Stated problem. Make an exact copy of the lines, leaving the pictures out.

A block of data
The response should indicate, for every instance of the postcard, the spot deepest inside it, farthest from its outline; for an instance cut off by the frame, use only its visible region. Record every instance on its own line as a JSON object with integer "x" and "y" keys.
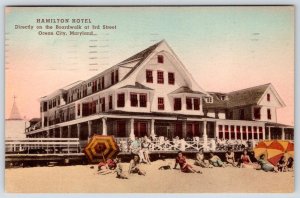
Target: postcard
{"x": 181, "y": 99}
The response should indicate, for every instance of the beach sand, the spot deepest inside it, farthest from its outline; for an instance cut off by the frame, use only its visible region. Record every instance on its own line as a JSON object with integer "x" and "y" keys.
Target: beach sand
{"x": 82, "y": 179}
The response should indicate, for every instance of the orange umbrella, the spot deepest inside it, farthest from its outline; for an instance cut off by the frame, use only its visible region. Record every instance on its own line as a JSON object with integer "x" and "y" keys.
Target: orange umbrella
{"x": 275, "y": 151}
{"x": 101, "y": 147}
{"x": 289, "y": 151}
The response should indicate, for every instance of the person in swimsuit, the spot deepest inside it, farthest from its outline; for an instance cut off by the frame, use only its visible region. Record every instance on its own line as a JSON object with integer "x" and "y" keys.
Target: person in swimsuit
{"x": 215, "y": 160}
{"x": 145, "y": 149}
{"x": 281, "y": 165}
{"x": 265, "y": 165}
{"x": 245, "y": 160}
{"x": 134, "y": 166}
{"x": 230, "y": 157}
{"x": 200, "y": 160}
{"x": 107, "y": 167}
{"x": 290, "y": 164}
{"x": 184, "y": 166}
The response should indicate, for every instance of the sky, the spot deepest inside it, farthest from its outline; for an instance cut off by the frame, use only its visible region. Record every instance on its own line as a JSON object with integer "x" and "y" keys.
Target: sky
{"x": 225, "y": 48}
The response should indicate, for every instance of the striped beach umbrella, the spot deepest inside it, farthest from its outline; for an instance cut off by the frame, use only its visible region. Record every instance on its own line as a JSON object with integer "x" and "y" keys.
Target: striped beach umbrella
{"x": 261, "y": 148}
{"x": 100, "y": 148}
{"x": 275, "y": 151}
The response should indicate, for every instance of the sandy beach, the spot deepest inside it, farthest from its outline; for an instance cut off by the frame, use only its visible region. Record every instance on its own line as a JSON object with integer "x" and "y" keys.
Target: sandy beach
{"x": 82, "y": 179}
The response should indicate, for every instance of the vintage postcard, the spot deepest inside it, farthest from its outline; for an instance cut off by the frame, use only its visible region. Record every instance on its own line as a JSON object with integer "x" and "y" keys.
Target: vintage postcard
{"x": 181, "y": 99}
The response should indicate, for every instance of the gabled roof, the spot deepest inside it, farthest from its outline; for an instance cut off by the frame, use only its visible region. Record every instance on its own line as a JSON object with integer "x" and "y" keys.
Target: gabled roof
{"x": 185, "y": 90}
{"x": 137, "y": 86}
{"x": 248, "y": 96}
{"x": 243, "y": 97}
{"x": 140, "y": 57}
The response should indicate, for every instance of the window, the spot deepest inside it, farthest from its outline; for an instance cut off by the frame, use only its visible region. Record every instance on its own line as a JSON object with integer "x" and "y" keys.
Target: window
{"x": 160, "y": 59}
{"x": 99, "y": 84}
{"x": 45, "y": 106}
{"x": 177, "y": 104}
{"x": 143, "y": 100}
{"x": 242, "y": 114}
{"x": 102, "y": 104}
{"x": 268, "y": 97}
{"x": 160, "y": 77}
{"x": 171, "y": 78}
{"x": 117, "y": 76}
{"x": 110, "y": 102}
{"x": 257, "y": 113}
{"x": 102, "y": 82}
{"x": 209, "y": 99}
{"x": 112, "y": 77}
{"x": 78, "y": 109}
{"x": 121, "y": 100}
{"x": 189, "y": 105}
{"x": 269, "y": 114}
{"x": 133, "y": 100}
{"x": 45, "y": 121}
{"x": 149, "y": 77}
{"x": 196, "y": 103}
{"x": 160, "y": 104}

Right answer.
The response should indicate, for every instance of the postcard, the spot deepest inside it, farthest from its outline; for an instance cut off by the frame, use only its visible region. Record every instance on its own line as a JSON object with integer "x" and "y" keys.
Target: postcard
{"x": 181, "y": 99}
The response should indicate, for every instance of the beach sand, the spot deepest inside it, farthest from its outline; for an instance cut off by the frame, use only its visible region. Record every instance on its own line as a JSON object with integer "x" and "y" keys.
Target: beach sand
{"x": 82, "y": 179}
The response should indicate, for every instance of the orange umbrella, the spot deepest inside it, farthest from its outline; for an instance cut off by the frame, use only its visible region. Record every instance on its own line as a JSON object with integer "x" and "y" keys.
Target: orange umbrella
{"x": 275, "y": 151}
{"x": 101, "y": 147}
{"x": 289, "y": 151}
The response should indicate, for every instance of the person in swimsuit, the spot deepest inside it, farthest from its outline; for an instance cut off by the frame, use only its visible region. Record every instance on its own line as a JSON object with integer "x" and "y" keys.
Target: person in swimsuit
{"x": 215, "y": 160}
{"x": 145, "y": 149}
{"x": 281, "y": 165}
{"x": 265, "y": 165}
{"x": 245, "y": 160}
{"x": 134, "y": 166}
{"x": 230, "y": 157}
{"x": 200, "y": 160}
{"x": 107, "y": 167}
{"x": 290, "y": 164}
{"x": 184, "y": 166}
The response should indicate, for every instance of the sky, the spot deepest inside it, farthest from its outline; for an instance cut off by the frame, use only its visible region. Record every instance on its own line as a JSON object with integer "x" and "y" keys.
Target: sky
{"x": 225, "y": 48}
The response should indicate, for every instance of the striped beach umbrella, the spot deepest inside it, farthest from its outline; for an instance cut off by the frame, use only its visible region. Record every instance on its own line as a JSON object with integer "x" and "y" keys.
Target: striped beach umbrella
{"x": 261, "y": 148}
{"x": 100, "y": 148}
{"x": 275, "y": 151}
The response should indicate, for every instance of the sandy beach, the spot deepest inside it, farthest from its outline; for an instance cut off by the frame, use only its visible region. Record every instance on its own line as a JSON object with integer "x" and "y" keys.
Target: sandy beach
{"x": 82, "y": 179}
The response should indicate, for every instance of the vintage postcard, the spot deepest inside it, farthest from its outline; for an instance cut off by the frame, use only its visible region. Record every instance on its own line as a JSON object with integer "x" and "y" keys.
Target: vintage postcard
{"x": 181, "y": 99}
The response should indicate, for every instance of the gabled roof, the spot deepest inside it, farthest from its outline; for an instance cut off by the frame, use only its visible region. Record every instance on its own line as a JSON object with integer "x" and "y" keys.
Target: gabled roof
{"x": 185, "y": 90}
{"x": 137, "y": 86}
{"x": 248, "y": 96}
{"x": 243, "y": 97}
{"x": 140, "y": 57}
The response should indicate, for every instance of the window, the spot deepest inside it, farthest from its outline; for an instance cut off by the frame, use only its visible region. Record every instance on its own line as a JSON object with integer "x" and "y" keys.
Target: window
{"x": 160, "y": 59}
{"x": 99, "y": 84}
{"x": 45, "y": 106}
{"x": 177, "y": 104}
{"x": 143, "y": 100}
{"x": 242, "y": 114}
{"x": 102, "y": 104}
{"x": 268, "y": 97}
{"x": 160, "y": 77}
{"x": 171, "y": 78}
{"x": 117, "y": 76}
{"x": 110, "y": 102}
{"x": 257, "y": 113}
{"x": 102, "y": 82}
{"x": 209, "y": 99}
{"x": 112, "y": 77}
{"x": 78, "y": 109}
{"x": 121, "y": 100}
{"x": 189, "y": 105}
{"x": 269, "y": 114}
{"x": 133, "y": 100}
{"x": 45, "y": 121}
{"x": 149, "y": 77}
{"x": 196, "y": 103}
{"x": 160, "y": 104}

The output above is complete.